■ Data section:

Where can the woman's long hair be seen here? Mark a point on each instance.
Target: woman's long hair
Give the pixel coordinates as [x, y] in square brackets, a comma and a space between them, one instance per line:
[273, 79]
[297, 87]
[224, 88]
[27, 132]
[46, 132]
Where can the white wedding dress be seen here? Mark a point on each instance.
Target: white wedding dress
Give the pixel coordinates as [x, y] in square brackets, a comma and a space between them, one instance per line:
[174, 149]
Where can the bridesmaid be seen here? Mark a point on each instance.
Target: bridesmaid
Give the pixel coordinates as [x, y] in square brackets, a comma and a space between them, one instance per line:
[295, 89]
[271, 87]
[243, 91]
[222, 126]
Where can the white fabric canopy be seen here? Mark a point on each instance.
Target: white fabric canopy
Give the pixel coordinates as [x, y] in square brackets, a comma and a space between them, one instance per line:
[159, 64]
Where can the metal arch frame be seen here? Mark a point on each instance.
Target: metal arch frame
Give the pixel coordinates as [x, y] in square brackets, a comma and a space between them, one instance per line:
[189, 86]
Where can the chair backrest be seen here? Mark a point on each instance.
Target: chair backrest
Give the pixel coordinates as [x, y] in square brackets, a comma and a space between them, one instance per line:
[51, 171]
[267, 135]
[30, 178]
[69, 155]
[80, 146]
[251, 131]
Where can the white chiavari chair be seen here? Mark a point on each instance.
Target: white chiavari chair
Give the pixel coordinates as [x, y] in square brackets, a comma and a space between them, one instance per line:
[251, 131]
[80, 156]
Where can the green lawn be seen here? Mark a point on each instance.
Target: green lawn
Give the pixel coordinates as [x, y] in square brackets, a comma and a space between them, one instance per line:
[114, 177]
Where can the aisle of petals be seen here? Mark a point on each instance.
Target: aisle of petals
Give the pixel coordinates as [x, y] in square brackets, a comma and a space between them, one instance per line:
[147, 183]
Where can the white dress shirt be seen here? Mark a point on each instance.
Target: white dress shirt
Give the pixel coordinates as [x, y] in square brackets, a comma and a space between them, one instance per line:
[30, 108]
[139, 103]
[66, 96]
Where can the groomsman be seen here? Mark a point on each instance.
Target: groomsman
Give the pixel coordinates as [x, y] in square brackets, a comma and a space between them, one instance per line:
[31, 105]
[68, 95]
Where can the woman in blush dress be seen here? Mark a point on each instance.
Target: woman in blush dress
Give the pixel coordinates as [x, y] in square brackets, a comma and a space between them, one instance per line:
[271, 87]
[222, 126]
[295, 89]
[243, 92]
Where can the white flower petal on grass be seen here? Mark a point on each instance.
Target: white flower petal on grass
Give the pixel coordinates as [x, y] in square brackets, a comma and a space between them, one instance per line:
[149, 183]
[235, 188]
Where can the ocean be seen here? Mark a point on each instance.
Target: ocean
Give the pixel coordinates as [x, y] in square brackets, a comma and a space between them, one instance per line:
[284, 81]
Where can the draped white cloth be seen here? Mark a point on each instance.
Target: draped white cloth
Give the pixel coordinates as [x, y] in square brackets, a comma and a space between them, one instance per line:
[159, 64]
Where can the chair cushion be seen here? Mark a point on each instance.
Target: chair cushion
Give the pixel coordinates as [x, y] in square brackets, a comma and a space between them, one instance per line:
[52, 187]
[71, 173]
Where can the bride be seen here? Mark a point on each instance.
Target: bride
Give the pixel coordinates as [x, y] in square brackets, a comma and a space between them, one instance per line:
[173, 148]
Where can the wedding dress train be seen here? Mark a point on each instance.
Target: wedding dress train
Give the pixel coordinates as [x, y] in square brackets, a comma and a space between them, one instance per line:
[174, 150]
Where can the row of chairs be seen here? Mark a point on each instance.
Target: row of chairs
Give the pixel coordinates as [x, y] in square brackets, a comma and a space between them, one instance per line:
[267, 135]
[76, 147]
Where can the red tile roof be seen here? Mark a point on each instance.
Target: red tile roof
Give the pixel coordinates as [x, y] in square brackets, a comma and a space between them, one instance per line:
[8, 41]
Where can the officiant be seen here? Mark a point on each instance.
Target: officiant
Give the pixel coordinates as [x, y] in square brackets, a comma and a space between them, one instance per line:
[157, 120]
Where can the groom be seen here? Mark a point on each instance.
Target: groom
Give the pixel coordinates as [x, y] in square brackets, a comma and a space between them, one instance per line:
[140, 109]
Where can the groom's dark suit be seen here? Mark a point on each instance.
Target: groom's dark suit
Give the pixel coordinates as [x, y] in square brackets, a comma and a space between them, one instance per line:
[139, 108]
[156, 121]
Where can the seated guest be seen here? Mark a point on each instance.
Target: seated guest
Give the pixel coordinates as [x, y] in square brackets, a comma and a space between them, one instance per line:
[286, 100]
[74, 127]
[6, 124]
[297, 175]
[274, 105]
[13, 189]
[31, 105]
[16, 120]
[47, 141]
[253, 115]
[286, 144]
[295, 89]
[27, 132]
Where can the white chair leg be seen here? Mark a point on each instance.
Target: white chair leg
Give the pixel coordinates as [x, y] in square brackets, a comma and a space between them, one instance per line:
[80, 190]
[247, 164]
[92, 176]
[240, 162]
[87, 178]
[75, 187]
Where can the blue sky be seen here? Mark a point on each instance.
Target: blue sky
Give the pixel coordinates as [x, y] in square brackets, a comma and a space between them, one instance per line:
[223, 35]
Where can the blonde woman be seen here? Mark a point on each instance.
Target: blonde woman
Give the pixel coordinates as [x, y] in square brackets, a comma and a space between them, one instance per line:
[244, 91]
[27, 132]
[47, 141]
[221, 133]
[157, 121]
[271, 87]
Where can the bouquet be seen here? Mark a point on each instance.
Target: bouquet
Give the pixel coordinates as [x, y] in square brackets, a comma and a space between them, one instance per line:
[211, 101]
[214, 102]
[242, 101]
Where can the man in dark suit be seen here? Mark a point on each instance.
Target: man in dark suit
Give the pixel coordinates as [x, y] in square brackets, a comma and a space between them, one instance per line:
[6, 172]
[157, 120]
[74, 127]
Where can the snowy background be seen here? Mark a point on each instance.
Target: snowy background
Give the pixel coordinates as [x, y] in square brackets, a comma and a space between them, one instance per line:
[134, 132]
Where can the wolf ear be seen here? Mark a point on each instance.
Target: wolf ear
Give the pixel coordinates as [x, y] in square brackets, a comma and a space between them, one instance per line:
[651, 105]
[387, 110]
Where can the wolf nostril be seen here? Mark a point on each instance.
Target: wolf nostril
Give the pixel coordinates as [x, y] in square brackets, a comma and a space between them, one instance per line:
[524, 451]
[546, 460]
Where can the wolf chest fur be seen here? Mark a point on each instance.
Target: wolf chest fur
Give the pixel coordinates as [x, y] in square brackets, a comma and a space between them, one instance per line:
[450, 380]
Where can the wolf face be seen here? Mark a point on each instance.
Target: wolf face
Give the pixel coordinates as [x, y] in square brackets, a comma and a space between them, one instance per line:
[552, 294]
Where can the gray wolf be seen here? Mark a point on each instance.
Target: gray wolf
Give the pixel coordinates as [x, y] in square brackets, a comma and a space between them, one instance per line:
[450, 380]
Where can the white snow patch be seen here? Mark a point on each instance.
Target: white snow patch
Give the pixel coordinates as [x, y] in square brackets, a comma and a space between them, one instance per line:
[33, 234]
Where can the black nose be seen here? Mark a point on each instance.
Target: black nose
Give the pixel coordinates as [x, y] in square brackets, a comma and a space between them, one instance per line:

■ Objective:
Reproduce each entry exactly, leaving out nothing.

■ Correct output:
Where can the woman's long hair be seen here? Mark a point on each instance.
Target: woman's long hair
Give the pixel coordinates as [x, y] in square brackets, a comma and a space between them, one instance per line:
[273, 79]
[297, 87]
[224, 88]
[27, 132]
[46, 132]
Where can the white wedding dress be seen here? Mark a point on each instance.
Target: white wedding dress
Give the pixel coordinates as [x, y] in square brackets, a comma and a space between them, one instance per line:
[174, 149]
Where can the bridesmaid be seen here? Mark a point on each instance.
Target: bridesmaid
Give the pixel coordinates as [x, y] in square brackets, a comma and a space between them, one instance per line:
[295, 89]
[271, 87]
[243, 91]
[222, 126]
Where can the white fabric canopy be seen here? Mark a point on each instance.
Target: white fabric canopy
Give the pixel coordinates as [x, y] in square brackets, a comma and a space between them, one instance per line:
[159, 64]
Where can the metal arch frame be seen here? Mark a point on each instance.
Target: metal arch frame
Give the pixel coordinates as [x, y] in square brackets, a comma and a space between them, one instance per line:
[189, 86]
Where can the chair backrest be seen here? Mark a point on each instance.
Target: chair backrest
Give the pixel coordinates as [x, y] in square brackets, a comma and a space between them, one instance per line:
[51, 171]
[267, 135]
[30, 178]
[69, 155]
[80, 146]
[251, 131]
Where can the white chiavari chair be seen here? Mark a point on each instance.
Target: white chiavari chair
Give the pixel coordinates as [x, y] in square brackets, a comma and a space between them, one instance per line:
[251, 131]
[80, 156]
Where can the green lawn be seen here? Mark a point on each instance.
Target: green lawn
Give the pixel coordinates as [x, y] in square brackets, a comma and a space between them, one instance per line:
[114, 177]
Where can the aisle of petals be seen here? Mark a point on each instance.
Target: aisle of petals
Give the pixel coordinates as [x, y] in square brackets, a comma and a space between them, one instance per line:
[147, 183]
Where can the white dress shirt be seen here? Mark a point on each instance.
Target: white dress shirt
Give the pixel coordinates as [x, y] in square brackets, a comma and a space between them, one instance per line:
[30, 108]
[139, 103]
[66, 96]
Where can the groomsman be seen here? Mark a point on each instance.
Target: groomsman
Give the pixel coordinates as [x, y] in square brackets, a comma and a space between them, one instance per line:
[31, 105]
[68, 95]
Where can the woman in blush dress be seen here? Mark a point on each instance.
Target: woman in blush dress
Give the pixel coordinates as [x, y] in square brackets, a comma and a space between them, one instance per line:
[271, 87]
[222, 126]
[295, 89]
[243, 92]
Where can the white flower petal on grass be seen here? Mark a point on each instance.
Target: white flower petal on grass
Give the pixel coordinates as [x, y] in square brackets, a comma and a space between them, one instance per line:
[149, 183]
[235, 188]
Where can the ocean be seen here? Mark a point on each instance.
Target: ocean
Give the pixel coordinates as [x, y] in square brackets, a comma and a space between them, one instance per line:
[284, 81]
Where can the draped white cloth be seen here? Mark a point on each instance.
Target: draped white cloth
Give the pixel coordinates as [x, y] in square brackets, a comma and a space between them, one instance per line:
[159, 64]
Where can the chair cushion be seen here? Mark a point on each instance.
Target: chair cushion
Give the pixel coordinates as [x, y] in square brackets, a comma and a space between them, one instance per line:
[52, 187]
[71, 173]
Where can the bride be seen here? Mark a point on each instance.
Target: bride
Give the pixel coordinates as [x, y] in square brackets, a comma and a space between them, one instance per line:
[173, 148]
Where can the wedding dress train be seen here? Mark a point on each instance.
Target: wedding dress train
Give the pixel coordinates as [x, y] in square brackets, a comma and a space between them, one instance per line:
[174, 150]
Where can the row of chairs be seen here? Mark a point on each instance.
Target: row of chairs
Give the pixel coordinates as [x, y] in square brackets, a comma and a space between them, one instance per line:
[267, 135]
[76, 147]
Where can the red tile roof be seen here? Mark a point on each instance.
Target: red tile roof
Give the pixel coordinates as [x, y] in square brackets, a comma and a space between them, one instance per line:
[8, 41]
Where can the officiant be seen here? Mark a point on each instance.
Target: officiant
Give the pixel coordinates as [x, y] in square brackets, a comma and a space between them, one instance per line:
[157, 120]
Where can the groom be seen here? Mark a point on each instance.
Target: groom
Give the pixel coordinates as [x, y] in square brackets, a comma and a space between them, one instance per line:
[140, 109]
Where can the groom's dark suit be seen here? Mark a point on each instance.
Target: groom's dark suit
Give the pixel coordinates as [x, y] in square brackets, a comma and a space between them, one instance per line:
[139, 108]
[156, 121]
Where can the seated guest be seen here? Mark a point on each instance.
Target: seated guest
Give the pixel coordinates as [x, y] in square brackets, a comma and a space between them, one instance per line:
[286, 100]
[74, 127]
[6, 124]
[297, 175]
[274, 105]
[13, 189]
[31, 105]
[16, 120]
[47, 141]
[253, 115]
[286, 144]
[295, 89]
[27, 132]
Where can the white chair leg be seen here? Mark a point on each instance.
Target: white chair leg
Give the pixel coordinates as [x, y] in square brackets, a comma and a space between them, one instance per line:
[80, 190]
[247, 164]
[92, 176]
[240, 162]
[87, 178]
[75, 187]
Where can the blue sky be seen here? Mark a point on each instance.
Target: blue sky
Give the pixel coordinates as [x, y] in square brackets, a comma and a space between them, one instance per line:
[223, 35]
Where can the blonde woman be seen here? Mark a point on each instance.
Target: blonde woman
Give the pixel coordinates as [x, y] in square brackets, a comma and a space between them, one instance per line:
[244, 91]
[27, 132]
[47, 141]
[221, 133]
[157, 121]
[271, 87]
Where can the bouquet be seen here? Mark a point on each instance.
Target: bouquet
Give the pixel coordinates as [x, y] in square brackets, a comma and a space between them, one instance per line:
[211, 101]
[214, 102]
[242, 101]
Where can the man in dark suit be seen here? Mark a point on each instance.
Target: man in dark suit
Give the pixel coordinates as [x, y] in square brackets, a comma and a space between them, one instance per line:
[6, 172]
[157, 120]
[74, 127]
Where can the snowy background be seen here? Mark a point on each instance.
Target: snowy background
Give the pixel coordinates as [x, y] in square brackets, a comma and a space between them, one instance per line:
[134, 132]
Where can the wolf ear be seen here? Mark a point on each instance.
Target: wolf ear
Give the pixel coordinates as [x, y] in square brackets, a comma and a space between them, one instance per line:
[651, 105]
[387, 110]
Where can the wolf nostril be seen here? Mark a point on each instance.
Target: wolf nostril
Give the pixel coordinates as [x, y] in square brackets, a comma and a space between them, one instance per line:
[524, 451]
[546, 460]
Where can the wolf chest fur be seen here? Mark a point on each instance.
Target: wolf chest fur
Give the pixel coordinates as [x, y] in square brackets, a comma and a space between them, one instance per line:
[450, 380]
Where can the wolf face be seen here? Mark a point on each instance.
Target: wolf face
Give the pixel coordinates as [x, y] in square brackets, a comma and a space between them, one instance per line:
[552, 294]
Where can the gray wolf be seen here? Mark a point on each instance.
Target: gray wolf
Give the pixel coordinates as [x, y] in square brackets, a comma and a space between them, one instance per line:
[450, 380]
Where can the white snow patch be seen here? Mark a point on each instance.
Target: white snow patch
Give the pixel coordinates as [x, y] in square brackets, a comma and a space between them, one instance per line:
[33, 234]
Where can the black nose be seen here? Mark a point on each instance.
Target: black nose
Give the pixel coordinates as [x, y] in square brackets, a comma and a space between them, one instance per line:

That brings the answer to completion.